Rewrite the lines below, from the first one through the line containing "[718,181,747,200]", in full. Multiply each bounding box coordinate in the answers by 0.25 and round to whole numbers, with halves rounding up. Leave all other text unchanged and stop after that line.

^^^^

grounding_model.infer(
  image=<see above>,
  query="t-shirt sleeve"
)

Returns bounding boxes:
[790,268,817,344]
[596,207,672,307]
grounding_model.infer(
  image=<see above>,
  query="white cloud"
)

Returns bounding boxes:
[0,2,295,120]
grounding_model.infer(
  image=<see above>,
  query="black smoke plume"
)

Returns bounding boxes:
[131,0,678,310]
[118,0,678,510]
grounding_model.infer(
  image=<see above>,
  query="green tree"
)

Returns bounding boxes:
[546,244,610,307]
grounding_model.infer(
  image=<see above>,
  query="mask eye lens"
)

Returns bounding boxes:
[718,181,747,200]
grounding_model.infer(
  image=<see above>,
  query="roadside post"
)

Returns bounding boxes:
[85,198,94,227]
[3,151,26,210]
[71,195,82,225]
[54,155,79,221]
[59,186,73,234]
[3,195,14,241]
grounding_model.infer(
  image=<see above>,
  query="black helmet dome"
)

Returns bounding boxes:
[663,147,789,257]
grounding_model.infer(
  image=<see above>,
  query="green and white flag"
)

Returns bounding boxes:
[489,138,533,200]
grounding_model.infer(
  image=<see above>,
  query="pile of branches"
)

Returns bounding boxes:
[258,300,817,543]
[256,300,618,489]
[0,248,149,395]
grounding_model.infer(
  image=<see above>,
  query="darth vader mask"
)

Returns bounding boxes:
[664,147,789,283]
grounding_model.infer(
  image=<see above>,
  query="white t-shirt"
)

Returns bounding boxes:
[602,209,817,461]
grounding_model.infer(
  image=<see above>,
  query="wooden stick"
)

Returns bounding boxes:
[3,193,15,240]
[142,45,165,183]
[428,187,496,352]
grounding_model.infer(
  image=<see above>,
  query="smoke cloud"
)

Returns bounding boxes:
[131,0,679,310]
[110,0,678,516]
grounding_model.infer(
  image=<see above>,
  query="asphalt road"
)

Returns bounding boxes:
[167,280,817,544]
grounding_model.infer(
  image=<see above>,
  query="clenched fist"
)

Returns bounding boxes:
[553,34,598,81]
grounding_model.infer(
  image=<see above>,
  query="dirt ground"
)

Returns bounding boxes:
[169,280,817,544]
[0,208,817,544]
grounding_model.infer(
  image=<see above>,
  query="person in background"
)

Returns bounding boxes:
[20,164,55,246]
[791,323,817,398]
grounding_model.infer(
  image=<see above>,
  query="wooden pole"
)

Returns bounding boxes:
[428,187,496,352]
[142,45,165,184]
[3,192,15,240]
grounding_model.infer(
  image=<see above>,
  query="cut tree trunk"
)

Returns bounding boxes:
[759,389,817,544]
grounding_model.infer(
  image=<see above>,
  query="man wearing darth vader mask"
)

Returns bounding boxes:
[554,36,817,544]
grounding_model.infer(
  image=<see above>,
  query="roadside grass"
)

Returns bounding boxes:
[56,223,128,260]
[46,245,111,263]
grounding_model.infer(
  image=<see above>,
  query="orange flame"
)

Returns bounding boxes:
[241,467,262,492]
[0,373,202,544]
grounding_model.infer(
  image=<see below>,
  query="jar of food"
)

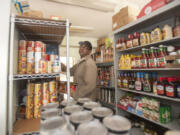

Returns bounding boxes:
[165,77,178,98]
[127,34,134,48]
[173,16,180,37]
[162,24,173,40]
[133,32,140,47]
[140,32,147,45]
[157,77,168,95]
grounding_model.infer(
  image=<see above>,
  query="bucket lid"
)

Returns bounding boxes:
[61,99,76,106]
[103,115,131,132]
[92,107,113,118]
[70,111,93,124]
[77,120,108,135]
[41,108,61,119]
[83,101,101,109]
[64,105,83,114]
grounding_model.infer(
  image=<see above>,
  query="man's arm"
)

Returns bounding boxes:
[61,63,77,76]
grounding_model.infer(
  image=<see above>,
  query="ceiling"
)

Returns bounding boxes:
[29,0,150,38]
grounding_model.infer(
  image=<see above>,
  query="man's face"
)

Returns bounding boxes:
[79,45,91,58]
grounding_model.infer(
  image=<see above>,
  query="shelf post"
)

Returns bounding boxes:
[66,19,71,102]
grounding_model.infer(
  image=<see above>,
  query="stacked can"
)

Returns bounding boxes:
[35,41,43,74]
[34,83,42,118]
[27,41,34,74]
[42,82,49,105]
[26,81,34,119]
[18,40,27,74]
[49,80,57,103]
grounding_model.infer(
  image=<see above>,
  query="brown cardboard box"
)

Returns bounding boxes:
[112,7,139,30]
[23,10,43,18]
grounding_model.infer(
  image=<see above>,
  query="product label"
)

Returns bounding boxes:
[157,85,164,95]
[166,86,174,97]
[135,81,142,90]
[158,57,166,67]
[177,86,180,98]
[149,58,157,68]
[143,84,151,92]
[141,59,148,68]
[133,38,139,46]
[123,80,128,88]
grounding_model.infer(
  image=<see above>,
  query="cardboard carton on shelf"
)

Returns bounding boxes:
[112,6,139,31]
[23,10,43,18]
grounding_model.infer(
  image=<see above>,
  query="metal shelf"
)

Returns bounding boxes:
[117,36,180,53]
[13,72,64,80]
[118,88,180,102]
[97,85,115,89]
[96,62,114,67]
[11,16,66,45]
[118,68,180,71]
[113,0,180,34]
[118,107,180,130]
[98,99,115,110]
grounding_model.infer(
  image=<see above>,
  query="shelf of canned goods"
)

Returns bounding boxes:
[8,14,70,135]
[113,0,180,130]
[96,62,114,67]
[13,73,64,80]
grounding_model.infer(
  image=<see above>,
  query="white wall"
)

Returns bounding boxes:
[0,0,11,135]
[114,0,151,14]
[59,36,97,63]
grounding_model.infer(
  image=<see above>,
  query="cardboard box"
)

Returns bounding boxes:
[112,6,139,31]
[23,10,43,18]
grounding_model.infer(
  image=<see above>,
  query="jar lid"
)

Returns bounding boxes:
[61,99,76,106]
[83,101,101,110]
[77,120,108,135]
[103,115,131,132]
[64,105,83,114]
[41,108,61,119]
[70,111,93,124]
[92,107,113,117]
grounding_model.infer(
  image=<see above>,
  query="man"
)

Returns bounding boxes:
[62,41,97,100]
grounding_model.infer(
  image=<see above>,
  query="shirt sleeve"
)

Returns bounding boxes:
[77,61,97,98]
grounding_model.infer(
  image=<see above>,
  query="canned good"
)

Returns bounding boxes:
[40,60,47,73]
[49,81,56,95]
[27,41,34,63]
[42,82,49,94]
[41,43,46,58]
[42,94,50,105]
[50,54,56,62]
[18,61,26,74]
[47,61,53,73]
[35,61,41,74]
[34,83,42,95]
[26,62,34,74]
[26,96,34,108]
[27,82,35,96]
[34,107,41,118]
[26,107,34,119]
[34,95,42,107]
[50,95,57,103]
[18,40,27,62]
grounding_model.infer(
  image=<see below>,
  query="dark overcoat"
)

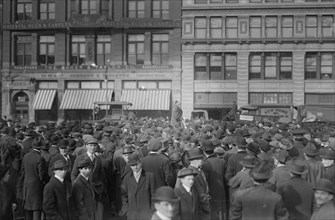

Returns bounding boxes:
[142,153,171,189]
[174,185,201,220]
[48,153,76,182]
[43,176,73,220]
[122,170,155,220]
[21,149,47,210]
[72,175,97,220]
[202,155,228,219]
[278,177,314,220]
[230,185,288,220]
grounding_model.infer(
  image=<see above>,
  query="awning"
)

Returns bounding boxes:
[59,89,113,109]
[121,90,171,110]
[33,89,56,110]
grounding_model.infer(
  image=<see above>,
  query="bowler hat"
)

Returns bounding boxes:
[178,167,198,178]
[122,145,134,154]
[52,160,69,170]
[78,158,93,168]
[287,157,307,175]
[240,155,258,168]
[303,142,320,156]
[320,147,335,160]
[314,178,335,194]
[186,148,204,160]
[128,153,141,166]
[152,186,179,202]
[250,163,272,181]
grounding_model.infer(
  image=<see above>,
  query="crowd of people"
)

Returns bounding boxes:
[0,117,335,220]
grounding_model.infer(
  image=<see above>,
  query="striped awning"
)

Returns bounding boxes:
[33,89,56,110]
[120,90,171,110]
[59,89,113,109]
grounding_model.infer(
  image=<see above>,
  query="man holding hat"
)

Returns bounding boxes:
[120,153,155,220]
[151,186,180,220]
[43,160,72,220]
[278,158,314,220]
[72,158,99,220]
[174,168,202,220]
[230,163,288,220]
[311,179,335,220]
[21,137,47,220]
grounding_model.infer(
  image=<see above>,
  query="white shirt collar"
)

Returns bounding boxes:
[55,174,64,183]
[156,211,171,220]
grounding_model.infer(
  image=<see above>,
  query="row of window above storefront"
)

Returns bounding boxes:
[183,0,334,6]
[14,33,171,66]
[194,52,335,80]
[15,0,173,21]
[183,14,334,41]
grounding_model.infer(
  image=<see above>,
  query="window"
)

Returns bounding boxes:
[16,0,33,20]
[306,15,318,37]
[40,1,55,20]
[265,16,278,38]
[226,17,238,38]
[152,34,169,65]
[128,0,144,18]
[97,35,111,66]
[194,53,237,80]
[211,17,222,38]
[249,92,293,105]
[15,36,31,66]
[80,0,98,15]
[281,16,293,38]
[152,0,170,19]
[249,17,262,38]
[71,35,86,65]
[322,15,334,37]
[195,18,207,39]
[128,34,144,65]
[305,93,335,106]
[305,52,335,79]
[38,36,55,65]
[249,52,292,80]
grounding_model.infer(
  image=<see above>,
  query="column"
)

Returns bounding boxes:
[237,52,249,107]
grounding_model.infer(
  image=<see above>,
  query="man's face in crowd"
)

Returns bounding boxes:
[180,175,194,188]
[130,161,142,173]
[314,190,334,206]
[155,201,177,218]
[86,144,97,154]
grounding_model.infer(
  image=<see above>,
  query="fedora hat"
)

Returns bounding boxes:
[320,147,335,160]
[186,148,204,160]
[287,158,307,175]
[152,186,179,202]
[127,153,141,166]
[303,142,320,156]
[314,178,335,194]
[52,160,69,170]
[250,163,272,181]
[240,155,258,168]
[178,168,198,178]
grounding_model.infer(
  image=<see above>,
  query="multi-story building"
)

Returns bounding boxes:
[1,0,181,123]
[181,0,335,120]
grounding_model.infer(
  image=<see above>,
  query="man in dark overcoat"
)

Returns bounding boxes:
[278,158,314,220]
[21,137,47,220]
[120,153,155,220]
[230,163,288,220]
[43,160,73,220]
[48,139,76,183]
[202,140,228,220]
[71,137,107,218]
[72,159,96,220]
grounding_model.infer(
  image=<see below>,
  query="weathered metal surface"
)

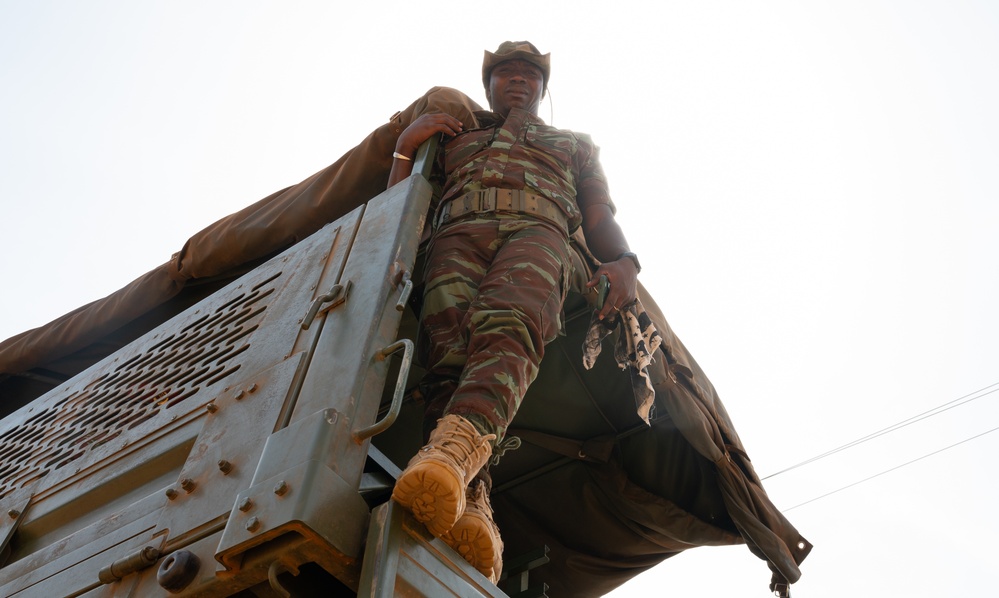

^^^^

ANSWER TO THE PROBLEM |
grounding_model.infer(
  image=<see above>,
  query="t-shirt sleeve"
)

Returns bounding boxes:
[198,67,204,86]
[149,52,168,77]
grounding_model.infer(
  image=<see above>,
  query="white cloud"
)

Returns bounding boxes:
[0,1,74,30]
grounding_model.infer(
  image=<see above>,
  query="black smoke plume"
)

Returns bounding boxes:
[33,0,170,78]
[30,0,170,128]
grounding_model.infer(
  image=<see above>,
  query="green tree"
)

Returns bounding boxes:
[137,61,153,77]
grounding_model.infer(
  image=<see above>,
  query="mask eye lens"
)

Returns bounding boxes:
[180,45,187,50]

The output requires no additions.